* _Required task_:
Rescale the coordinates in the answers of the records below by multiplying each by 1.75 and rounding to whole numbers, with halves rounded up. Rewrite everything from the line containing "Each instance of the red" down through the end of the records, requests included, and give only those lines.

--- start ---

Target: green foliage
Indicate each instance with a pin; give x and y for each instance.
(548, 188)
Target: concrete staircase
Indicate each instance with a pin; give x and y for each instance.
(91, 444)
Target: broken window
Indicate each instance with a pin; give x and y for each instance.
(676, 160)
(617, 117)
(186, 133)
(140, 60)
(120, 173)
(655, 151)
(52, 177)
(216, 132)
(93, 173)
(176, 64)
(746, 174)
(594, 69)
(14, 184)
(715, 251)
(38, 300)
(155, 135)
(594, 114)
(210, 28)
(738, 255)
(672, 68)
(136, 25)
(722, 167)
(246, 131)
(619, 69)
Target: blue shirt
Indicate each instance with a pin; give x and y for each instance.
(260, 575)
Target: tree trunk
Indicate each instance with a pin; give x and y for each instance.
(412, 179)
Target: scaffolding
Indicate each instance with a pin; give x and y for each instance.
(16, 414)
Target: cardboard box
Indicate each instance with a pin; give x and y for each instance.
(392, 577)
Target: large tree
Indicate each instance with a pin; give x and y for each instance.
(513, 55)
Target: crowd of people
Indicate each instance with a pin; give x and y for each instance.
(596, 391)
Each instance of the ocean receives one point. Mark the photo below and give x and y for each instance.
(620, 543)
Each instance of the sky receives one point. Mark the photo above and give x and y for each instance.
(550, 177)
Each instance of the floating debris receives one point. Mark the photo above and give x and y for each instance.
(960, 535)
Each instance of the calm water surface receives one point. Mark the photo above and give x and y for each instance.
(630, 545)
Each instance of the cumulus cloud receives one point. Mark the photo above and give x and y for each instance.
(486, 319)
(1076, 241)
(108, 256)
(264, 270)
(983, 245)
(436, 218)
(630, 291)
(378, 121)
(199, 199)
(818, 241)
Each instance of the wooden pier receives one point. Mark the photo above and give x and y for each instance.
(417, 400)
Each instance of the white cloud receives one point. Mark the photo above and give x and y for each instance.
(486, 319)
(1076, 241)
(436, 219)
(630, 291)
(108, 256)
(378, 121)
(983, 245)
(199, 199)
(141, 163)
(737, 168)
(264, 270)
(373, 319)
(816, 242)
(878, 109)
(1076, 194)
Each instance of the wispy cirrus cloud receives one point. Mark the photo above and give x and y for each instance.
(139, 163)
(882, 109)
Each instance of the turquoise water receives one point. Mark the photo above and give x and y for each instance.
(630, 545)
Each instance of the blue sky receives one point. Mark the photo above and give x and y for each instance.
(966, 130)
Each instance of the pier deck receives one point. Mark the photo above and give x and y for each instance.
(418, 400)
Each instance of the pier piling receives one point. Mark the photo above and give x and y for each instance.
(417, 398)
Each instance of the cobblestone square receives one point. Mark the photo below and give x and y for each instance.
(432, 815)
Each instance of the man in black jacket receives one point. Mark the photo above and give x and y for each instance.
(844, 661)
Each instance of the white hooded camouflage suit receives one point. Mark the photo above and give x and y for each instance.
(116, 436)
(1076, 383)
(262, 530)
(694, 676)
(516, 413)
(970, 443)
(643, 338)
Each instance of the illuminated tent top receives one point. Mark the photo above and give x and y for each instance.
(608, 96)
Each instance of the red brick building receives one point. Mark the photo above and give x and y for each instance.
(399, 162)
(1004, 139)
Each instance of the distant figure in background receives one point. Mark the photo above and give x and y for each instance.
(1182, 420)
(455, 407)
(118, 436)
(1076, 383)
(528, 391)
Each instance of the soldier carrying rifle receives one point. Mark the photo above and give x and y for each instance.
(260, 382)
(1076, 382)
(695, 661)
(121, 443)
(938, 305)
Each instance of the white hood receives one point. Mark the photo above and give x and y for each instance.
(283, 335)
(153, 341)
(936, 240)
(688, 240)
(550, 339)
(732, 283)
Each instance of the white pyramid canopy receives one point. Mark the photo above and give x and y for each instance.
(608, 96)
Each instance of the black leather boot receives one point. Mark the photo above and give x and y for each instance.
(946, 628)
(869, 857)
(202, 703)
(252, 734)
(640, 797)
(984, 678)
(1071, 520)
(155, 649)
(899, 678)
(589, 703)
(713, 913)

--- end ---

* _Response for this exercise_:
Each instance of the red brick building receives one point. Mark the photo above and give x and y for each instance.
(698, 284)
(1757, 243)
Each instance of the distant figure in background receives one point. Mark the photo above and give x and y for each instance.
(2069, 735)
(796, 712)
(207, 763)
(1883, 670)
(924, 684)
Each instance of the soldier carrying rifle receives one point. Mark the photo above and give x and y for each instance.
(455, 669)
(1883, 669)
(1216, 1157)
(212, 775)
(1642, 534)
Each instance of the white hood receives one point. Mark the photo above and give x and y for each instance.
(495, 586)
(268, 597)
(1638, 420)
(1204, 420)
(963, 593)
(1281, 495)
Each instance of the white pyramid canopy receives one point. Mark the photo above and give x and y for each instance.
(1064, 168)
Each instance of the black leather boot receives one point. Mark the photo above and give x and y for each instance.
(1656, 1099)
(1521, 1500)
(354, 1230)
(441, 1285)
(1120, 1395)
(1722, 1187)
(1874, 910)
(271, 1136)
(1573, 1187)
(1031, 1230)
(1248, 1598)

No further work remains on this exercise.